* _Exercise details_
Your answer should consist of the lines holding "building", copied from the material below.

Input for this task: Begin

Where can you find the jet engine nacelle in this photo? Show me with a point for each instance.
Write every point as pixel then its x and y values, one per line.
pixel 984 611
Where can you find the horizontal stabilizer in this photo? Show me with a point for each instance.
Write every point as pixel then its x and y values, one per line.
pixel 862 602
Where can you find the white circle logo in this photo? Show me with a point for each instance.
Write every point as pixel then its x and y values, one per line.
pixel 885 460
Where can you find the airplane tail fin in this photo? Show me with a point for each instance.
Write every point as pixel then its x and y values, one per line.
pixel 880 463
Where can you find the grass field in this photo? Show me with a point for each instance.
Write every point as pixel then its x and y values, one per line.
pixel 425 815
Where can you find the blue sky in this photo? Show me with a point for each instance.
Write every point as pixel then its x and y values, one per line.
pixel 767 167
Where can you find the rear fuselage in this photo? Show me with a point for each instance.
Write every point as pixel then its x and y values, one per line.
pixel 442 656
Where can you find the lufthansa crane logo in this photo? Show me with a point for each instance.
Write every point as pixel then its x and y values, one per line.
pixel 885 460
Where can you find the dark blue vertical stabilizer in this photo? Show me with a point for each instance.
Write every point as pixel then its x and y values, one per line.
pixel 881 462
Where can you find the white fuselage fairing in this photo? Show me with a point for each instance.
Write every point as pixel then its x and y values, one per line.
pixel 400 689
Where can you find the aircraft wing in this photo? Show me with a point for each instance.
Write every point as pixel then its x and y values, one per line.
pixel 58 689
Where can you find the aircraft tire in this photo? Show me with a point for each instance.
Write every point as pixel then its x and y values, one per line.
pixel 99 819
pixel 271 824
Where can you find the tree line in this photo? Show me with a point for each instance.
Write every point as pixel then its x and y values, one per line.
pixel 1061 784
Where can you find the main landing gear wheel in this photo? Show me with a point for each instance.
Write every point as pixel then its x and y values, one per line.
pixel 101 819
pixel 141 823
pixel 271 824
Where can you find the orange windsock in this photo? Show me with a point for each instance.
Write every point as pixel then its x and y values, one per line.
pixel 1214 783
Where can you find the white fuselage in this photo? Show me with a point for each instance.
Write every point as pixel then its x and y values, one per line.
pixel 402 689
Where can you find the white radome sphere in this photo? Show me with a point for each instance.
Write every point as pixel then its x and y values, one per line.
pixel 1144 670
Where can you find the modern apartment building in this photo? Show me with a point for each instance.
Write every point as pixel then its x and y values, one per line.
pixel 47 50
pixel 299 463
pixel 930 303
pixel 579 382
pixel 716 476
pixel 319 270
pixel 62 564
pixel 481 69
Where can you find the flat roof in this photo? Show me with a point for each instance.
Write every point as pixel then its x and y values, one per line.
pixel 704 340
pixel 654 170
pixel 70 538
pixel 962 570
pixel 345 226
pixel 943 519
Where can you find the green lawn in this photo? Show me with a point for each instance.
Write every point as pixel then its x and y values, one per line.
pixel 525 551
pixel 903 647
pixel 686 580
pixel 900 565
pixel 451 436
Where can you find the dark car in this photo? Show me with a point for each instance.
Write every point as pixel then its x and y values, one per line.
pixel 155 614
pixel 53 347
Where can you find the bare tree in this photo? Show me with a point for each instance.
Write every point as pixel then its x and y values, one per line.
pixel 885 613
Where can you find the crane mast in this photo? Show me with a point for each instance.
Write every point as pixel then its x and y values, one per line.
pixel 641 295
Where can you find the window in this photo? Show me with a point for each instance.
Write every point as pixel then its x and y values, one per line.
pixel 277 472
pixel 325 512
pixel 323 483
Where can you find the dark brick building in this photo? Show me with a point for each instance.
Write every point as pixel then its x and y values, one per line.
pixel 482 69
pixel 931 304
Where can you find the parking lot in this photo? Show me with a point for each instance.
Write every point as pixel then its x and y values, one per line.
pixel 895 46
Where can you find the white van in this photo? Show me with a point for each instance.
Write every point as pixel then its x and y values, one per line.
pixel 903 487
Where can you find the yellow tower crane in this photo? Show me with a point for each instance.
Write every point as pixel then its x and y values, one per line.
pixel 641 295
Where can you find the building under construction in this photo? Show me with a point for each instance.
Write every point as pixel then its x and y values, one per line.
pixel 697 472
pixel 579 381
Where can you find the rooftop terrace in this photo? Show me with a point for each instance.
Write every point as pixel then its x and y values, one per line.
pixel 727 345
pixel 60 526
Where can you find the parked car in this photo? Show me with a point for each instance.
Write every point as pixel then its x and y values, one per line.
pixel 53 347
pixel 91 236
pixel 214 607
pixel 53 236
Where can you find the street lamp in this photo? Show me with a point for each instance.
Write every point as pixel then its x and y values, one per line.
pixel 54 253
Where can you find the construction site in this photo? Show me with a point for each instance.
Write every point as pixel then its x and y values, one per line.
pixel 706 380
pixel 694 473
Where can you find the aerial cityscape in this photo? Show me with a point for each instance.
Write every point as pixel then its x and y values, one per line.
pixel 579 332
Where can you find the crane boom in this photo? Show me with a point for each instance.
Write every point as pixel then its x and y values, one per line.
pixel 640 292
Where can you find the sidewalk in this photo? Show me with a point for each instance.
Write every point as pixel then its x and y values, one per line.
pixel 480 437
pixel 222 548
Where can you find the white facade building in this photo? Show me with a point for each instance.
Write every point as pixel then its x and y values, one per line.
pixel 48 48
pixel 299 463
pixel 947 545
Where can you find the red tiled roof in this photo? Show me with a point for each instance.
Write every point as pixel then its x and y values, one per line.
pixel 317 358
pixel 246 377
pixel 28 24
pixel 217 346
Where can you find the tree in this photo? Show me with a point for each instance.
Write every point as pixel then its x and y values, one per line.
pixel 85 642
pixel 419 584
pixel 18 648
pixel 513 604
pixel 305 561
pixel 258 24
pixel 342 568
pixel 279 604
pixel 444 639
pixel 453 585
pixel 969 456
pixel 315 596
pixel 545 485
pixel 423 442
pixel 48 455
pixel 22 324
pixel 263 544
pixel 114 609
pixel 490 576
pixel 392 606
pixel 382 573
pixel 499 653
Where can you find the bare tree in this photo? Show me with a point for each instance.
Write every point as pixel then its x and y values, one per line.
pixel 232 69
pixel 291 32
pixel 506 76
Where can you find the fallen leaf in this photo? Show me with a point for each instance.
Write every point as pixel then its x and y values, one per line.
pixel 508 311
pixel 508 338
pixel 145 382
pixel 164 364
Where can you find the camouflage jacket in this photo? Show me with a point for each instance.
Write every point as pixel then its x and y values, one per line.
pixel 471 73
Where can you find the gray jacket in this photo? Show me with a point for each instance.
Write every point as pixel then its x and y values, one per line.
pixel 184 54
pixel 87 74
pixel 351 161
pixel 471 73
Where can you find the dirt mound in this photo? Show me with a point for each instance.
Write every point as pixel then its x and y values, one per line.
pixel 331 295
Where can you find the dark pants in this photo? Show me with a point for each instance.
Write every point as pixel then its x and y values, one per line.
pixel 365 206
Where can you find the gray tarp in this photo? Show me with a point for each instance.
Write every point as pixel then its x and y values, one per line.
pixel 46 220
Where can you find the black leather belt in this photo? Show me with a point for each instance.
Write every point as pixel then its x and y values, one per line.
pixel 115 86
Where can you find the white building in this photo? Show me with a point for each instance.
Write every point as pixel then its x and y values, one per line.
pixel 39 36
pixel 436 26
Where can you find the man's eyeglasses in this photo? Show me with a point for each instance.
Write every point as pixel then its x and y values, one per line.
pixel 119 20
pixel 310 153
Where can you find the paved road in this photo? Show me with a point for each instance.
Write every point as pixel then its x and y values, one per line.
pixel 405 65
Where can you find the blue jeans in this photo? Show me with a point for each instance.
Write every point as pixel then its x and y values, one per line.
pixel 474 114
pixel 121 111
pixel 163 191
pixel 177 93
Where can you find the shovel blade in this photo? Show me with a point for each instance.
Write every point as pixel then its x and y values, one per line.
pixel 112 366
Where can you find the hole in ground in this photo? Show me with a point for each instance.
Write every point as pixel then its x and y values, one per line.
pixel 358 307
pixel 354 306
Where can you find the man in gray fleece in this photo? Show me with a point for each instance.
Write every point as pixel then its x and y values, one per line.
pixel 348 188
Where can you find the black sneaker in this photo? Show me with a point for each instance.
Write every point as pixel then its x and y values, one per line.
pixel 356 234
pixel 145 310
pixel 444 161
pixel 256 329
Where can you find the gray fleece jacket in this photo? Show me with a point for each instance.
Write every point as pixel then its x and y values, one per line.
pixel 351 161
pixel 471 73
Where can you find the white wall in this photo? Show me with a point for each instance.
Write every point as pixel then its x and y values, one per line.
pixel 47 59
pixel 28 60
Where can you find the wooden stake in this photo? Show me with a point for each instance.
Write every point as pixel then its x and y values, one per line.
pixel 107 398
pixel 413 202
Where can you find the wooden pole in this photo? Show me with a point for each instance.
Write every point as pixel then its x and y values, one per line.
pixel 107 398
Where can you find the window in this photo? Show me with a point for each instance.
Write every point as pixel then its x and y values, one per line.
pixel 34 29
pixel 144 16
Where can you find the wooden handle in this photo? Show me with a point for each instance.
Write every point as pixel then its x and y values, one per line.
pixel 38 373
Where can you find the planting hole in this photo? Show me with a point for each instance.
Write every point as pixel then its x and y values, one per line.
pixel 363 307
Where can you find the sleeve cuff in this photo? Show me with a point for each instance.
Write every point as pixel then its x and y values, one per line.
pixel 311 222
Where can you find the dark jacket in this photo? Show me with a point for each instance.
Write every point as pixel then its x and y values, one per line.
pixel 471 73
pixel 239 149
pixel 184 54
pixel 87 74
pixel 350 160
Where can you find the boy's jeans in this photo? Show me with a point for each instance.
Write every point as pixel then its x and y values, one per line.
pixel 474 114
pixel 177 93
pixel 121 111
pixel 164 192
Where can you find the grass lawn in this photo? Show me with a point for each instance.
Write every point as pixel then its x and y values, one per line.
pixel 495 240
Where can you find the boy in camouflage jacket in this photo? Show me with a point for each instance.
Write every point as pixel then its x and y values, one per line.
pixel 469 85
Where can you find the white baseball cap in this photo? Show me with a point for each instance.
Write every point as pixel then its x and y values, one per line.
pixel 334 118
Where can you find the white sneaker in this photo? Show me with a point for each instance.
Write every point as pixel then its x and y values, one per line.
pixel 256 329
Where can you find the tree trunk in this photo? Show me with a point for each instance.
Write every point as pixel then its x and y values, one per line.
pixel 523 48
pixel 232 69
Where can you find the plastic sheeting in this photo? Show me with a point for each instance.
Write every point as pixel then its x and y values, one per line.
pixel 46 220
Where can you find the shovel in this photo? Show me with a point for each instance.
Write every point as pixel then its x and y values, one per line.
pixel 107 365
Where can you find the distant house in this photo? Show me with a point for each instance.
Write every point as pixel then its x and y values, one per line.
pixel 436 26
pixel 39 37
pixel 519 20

Input for this task: End

* _Your response_
Where can you find the modern apartment building in this photo? Show me with a point for each instance.
Where can you find the dark brick building in this photo? Show me with a point for each instance.
Where can you find the building under construction in this photo? Show me with a point for each instance.
Where can you find the white facade building in this photo? Show me with a point for each instance.
Where can you find the white building in this photo? Show me with a point for each instance.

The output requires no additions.